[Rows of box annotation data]
++++++++
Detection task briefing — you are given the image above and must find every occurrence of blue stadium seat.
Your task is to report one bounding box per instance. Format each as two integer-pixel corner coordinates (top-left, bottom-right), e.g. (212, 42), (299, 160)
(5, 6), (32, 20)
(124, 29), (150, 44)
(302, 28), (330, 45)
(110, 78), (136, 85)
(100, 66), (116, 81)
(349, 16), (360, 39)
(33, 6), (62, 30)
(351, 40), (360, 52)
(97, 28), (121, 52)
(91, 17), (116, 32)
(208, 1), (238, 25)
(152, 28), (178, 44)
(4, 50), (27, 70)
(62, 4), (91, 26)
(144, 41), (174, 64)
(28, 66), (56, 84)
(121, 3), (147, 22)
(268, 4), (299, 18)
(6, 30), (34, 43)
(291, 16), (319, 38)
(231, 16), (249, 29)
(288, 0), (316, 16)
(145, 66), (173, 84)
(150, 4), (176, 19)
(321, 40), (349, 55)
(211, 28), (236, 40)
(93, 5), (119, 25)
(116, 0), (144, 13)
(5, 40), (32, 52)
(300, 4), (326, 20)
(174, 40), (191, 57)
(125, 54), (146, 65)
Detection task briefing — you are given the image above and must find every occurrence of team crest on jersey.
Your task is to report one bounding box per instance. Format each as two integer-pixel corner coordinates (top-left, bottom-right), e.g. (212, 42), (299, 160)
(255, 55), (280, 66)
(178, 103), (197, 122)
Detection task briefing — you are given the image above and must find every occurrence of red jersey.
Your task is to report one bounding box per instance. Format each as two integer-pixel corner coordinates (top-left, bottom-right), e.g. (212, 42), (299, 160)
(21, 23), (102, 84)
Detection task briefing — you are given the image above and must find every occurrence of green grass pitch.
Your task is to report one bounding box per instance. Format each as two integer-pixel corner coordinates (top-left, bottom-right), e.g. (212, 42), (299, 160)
++++++++
Aim of the exercise: Render every line of the records above as a numbered list, skipping any blank lines.

Correct answer:
1. Detection task briefing — you are given the image above and must find every occurrence of blue stadium seat.
2. Your task is to report one bounding box per instance. Format each as two integer-pixel corner coordinates (top-left, bottom-right), e.g. (212, 42), (299, 160)
3. (5, 6), (32, 20)
4. (124, 29), (150, 44)
5. (302, 28), (330, 45)
6. (110, 78), (136, 85)
7. (100, 66), (116, 81)
8. (349, 16), (360, 39)
9. (33, 6), (62, 30)
10. (351, 40), (360, 52)
11. (97, 28), (121, 52)
12. (91, 17), (116, 32)
13. (208, 1), (238, 25)
14. (152, 28), (178, 44)
15. (4, 50), (27, 70)
16. (62, 4), (91, 26)
17. (144, 41), (174, 64)
18. (28, 66), (56, 84)
19. (121, 3), (147, 22)
20. (268, 4), (299, 18)
21. (6, 30), (34, 43)
22. (291, 16), (319, 38)
23. (231, 16), (249, 29)
24. (288, 0), (316, 16)
25. (145, 66), (173, 84)
26. (150, 4), (176, 19)
27. (321, 40), (349, 55)
28. (211, 28), (236, 40)
29. (93, 5), (119, 25)
30. (116, 0), (144, 13)
31. (5, 40), (32, 52)
32. (300, 4), (326, 20)
33. (174, 40), (191, 57)
34. (125, 54), (146, 65)
35. Detection task briefing — you are given the image above and must find every occurrence of team crest on jersey.
36. Your task is to report one bounding box per instance. Format each as two integer-pixel corner coordinates (top-left, bottom-right), e.g. (212, 42), (299, 160)
37. (255, 55), (280, 66)
38. (178, 103), (197, 122)
39. Detection task briefing — you are given the image above and must find every occurrence of red jersey.
40. Your task is to report one bounding box per instance. Format each as two integer-pixel corner coordinates (top-left, bottom-right), e.g. (212, 42), (299, 160)
41. (21, 23), (102, 84)
42. Detection task briefing — you are given the image above and must find every occurrence of green grass pitch.
43. Your task is to report one bounding box per instance. Format each as two integer-pixel corner coordinates (top-left, bottom-right), e.g. (212, 42), (299, 160)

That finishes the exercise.